Dataset excerpt —
━━━━━━━━━━
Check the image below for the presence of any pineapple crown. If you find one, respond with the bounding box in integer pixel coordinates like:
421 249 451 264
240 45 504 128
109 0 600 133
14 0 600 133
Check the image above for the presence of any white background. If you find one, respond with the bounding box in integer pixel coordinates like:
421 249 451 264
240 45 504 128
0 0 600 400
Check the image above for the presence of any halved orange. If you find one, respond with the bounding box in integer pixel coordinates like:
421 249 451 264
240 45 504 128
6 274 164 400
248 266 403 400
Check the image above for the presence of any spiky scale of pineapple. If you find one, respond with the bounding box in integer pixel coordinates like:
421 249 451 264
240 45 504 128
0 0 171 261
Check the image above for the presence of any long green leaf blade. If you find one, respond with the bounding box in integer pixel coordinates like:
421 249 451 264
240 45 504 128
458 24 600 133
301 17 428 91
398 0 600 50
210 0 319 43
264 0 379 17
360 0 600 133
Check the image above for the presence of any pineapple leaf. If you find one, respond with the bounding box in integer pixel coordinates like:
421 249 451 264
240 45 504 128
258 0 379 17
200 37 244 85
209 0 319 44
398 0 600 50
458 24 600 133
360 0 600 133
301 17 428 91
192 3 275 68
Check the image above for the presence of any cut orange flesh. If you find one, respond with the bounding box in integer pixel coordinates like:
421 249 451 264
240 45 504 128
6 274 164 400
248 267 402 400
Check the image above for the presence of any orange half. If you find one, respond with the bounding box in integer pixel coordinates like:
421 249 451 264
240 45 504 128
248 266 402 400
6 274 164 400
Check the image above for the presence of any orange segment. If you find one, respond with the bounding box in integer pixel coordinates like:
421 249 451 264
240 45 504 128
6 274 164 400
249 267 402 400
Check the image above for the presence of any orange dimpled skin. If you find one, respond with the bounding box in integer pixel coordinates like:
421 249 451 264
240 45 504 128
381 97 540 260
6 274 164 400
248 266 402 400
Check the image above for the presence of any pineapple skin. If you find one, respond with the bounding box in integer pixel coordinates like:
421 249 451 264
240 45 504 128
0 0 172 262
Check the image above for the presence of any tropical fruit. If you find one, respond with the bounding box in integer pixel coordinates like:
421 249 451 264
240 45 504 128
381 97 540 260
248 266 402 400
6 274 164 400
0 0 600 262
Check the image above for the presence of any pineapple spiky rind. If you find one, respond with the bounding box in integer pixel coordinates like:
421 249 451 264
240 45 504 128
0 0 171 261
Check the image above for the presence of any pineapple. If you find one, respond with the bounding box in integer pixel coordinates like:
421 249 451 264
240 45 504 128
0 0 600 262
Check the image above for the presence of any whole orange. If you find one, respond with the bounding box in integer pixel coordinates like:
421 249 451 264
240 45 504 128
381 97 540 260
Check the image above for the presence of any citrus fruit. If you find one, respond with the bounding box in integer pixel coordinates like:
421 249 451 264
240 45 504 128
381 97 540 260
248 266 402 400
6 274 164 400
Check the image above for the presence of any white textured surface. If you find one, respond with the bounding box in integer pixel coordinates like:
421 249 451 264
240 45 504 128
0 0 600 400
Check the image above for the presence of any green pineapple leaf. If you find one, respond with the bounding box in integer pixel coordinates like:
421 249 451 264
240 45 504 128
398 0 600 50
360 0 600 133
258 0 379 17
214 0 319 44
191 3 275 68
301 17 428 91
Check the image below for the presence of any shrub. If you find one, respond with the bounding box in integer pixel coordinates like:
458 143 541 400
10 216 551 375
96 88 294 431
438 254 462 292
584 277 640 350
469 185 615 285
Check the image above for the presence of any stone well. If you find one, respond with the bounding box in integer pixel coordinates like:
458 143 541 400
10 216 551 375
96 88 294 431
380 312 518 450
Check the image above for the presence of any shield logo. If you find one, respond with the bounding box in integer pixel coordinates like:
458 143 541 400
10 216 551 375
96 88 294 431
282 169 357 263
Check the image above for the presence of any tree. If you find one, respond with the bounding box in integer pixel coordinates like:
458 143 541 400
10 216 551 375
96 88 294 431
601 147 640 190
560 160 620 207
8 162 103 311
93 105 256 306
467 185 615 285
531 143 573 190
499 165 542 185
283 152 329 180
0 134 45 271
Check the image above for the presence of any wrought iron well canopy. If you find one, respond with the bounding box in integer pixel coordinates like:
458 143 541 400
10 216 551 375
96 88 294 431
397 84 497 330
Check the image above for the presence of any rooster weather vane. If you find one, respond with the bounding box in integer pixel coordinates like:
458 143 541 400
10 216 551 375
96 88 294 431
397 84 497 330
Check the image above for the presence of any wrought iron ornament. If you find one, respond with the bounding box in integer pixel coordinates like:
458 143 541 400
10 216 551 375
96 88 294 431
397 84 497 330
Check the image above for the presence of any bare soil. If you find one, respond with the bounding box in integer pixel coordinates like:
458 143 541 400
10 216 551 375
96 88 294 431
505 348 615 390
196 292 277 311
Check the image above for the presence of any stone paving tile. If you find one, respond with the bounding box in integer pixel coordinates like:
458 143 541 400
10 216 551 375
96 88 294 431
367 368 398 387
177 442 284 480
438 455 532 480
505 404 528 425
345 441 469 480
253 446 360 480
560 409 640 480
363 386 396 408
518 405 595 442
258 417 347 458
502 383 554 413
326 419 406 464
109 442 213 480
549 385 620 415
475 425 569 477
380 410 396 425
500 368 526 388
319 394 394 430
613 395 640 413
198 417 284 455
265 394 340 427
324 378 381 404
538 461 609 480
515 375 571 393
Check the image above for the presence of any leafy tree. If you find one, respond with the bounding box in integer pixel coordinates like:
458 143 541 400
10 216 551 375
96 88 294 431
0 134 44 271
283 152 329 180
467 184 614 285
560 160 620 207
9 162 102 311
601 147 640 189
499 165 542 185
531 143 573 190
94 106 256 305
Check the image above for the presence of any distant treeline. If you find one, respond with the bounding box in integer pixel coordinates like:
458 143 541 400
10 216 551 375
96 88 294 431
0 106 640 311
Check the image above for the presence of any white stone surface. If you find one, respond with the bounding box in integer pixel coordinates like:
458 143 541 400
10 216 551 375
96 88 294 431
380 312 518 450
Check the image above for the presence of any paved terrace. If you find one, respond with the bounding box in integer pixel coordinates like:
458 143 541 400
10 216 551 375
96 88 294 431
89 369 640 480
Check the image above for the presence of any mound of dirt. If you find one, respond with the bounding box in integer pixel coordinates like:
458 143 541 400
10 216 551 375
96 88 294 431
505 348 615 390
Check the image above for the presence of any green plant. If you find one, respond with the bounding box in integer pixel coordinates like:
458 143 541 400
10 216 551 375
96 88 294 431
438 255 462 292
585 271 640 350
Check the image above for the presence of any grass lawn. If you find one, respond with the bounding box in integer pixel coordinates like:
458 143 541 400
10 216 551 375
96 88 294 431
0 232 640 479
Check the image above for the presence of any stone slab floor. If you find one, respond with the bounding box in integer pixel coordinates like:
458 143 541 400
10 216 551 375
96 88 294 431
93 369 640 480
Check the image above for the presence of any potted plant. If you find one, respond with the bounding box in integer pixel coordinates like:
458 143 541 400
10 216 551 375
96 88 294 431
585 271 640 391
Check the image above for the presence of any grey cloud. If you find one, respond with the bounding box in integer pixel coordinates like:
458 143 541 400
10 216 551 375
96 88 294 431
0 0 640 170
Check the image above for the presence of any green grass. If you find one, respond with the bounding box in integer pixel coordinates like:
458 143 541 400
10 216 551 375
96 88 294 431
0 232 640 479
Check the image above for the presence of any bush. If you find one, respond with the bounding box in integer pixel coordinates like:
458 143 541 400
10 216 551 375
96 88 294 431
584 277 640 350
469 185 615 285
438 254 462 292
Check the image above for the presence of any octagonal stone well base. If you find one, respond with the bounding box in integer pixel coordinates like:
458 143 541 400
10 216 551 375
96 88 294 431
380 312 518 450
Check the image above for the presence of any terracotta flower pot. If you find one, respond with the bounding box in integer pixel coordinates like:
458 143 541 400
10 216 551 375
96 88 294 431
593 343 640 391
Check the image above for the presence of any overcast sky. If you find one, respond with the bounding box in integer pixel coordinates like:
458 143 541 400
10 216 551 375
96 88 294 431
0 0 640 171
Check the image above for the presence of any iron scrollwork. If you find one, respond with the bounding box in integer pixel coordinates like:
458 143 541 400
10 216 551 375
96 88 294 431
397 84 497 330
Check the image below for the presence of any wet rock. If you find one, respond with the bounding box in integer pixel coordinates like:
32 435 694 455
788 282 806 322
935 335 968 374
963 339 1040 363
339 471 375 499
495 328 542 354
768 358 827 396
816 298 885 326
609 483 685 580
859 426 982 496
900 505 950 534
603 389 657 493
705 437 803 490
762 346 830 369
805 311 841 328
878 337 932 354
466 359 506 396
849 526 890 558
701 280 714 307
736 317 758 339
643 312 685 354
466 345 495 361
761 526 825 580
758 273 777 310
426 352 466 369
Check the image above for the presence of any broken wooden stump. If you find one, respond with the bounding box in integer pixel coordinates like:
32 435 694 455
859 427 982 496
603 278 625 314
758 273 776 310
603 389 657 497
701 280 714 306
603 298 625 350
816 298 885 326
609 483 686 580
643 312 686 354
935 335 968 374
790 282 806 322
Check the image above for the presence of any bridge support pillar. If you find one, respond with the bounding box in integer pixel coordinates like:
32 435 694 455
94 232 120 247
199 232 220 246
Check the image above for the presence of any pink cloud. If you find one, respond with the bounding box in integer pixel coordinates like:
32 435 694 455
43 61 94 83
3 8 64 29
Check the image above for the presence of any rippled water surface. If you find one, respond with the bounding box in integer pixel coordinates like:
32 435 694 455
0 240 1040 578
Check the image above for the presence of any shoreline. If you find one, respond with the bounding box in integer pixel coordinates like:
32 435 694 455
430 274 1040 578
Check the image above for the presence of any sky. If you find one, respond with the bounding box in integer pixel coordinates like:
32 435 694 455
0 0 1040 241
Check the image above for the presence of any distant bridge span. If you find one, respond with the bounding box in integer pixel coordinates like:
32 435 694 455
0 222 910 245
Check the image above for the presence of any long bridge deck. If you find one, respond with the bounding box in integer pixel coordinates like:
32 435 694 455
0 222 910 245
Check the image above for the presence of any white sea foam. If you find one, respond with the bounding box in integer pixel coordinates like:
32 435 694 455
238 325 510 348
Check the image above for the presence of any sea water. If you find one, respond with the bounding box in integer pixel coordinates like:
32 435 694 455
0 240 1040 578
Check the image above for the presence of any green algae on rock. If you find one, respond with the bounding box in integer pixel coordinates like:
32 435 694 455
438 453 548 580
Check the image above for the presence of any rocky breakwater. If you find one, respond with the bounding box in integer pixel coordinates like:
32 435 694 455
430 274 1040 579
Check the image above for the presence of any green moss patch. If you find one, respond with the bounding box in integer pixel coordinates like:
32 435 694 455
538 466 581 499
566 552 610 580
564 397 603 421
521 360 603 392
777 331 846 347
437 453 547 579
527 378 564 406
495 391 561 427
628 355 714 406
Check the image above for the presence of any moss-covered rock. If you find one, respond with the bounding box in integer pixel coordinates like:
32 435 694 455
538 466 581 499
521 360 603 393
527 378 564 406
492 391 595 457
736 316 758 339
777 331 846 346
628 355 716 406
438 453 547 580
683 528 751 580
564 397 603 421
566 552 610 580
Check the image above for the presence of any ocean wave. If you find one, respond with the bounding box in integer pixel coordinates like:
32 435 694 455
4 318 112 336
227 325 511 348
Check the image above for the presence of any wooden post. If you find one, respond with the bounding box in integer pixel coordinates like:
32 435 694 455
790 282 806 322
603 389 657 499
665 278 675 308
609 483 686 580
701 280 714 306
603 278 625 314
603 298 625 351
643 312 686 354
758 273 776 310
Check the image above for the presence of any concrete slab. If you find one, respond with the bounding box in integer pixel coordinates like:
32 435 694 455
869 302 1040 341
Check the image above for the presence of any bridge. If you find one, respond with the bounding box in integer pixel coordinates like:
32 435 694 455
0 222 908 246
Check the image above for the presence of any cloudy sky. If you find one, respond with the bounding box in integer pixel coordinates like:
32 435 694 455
━━━━━━━━━━
Exercise objective —
Change "moss patch" to "lichen patch" in the data, starting at the line that has "Check the image above for the presence of any green moss" and stopping after the line that has "628 355 714 406". Write out those lines again with nothing else altered.

Exercise response —
Check the image above for the presence of any green lichen patch. If you find one, respond with the bounding box in integer pixel coordinates like:
32 435 694 455
538 466 581 499
566 552 610 580
564 397 603 421
521 360 603 392
777 331 846 347
437 453 547 579
527 378 564 406
495 391 561 427
628 355 714 406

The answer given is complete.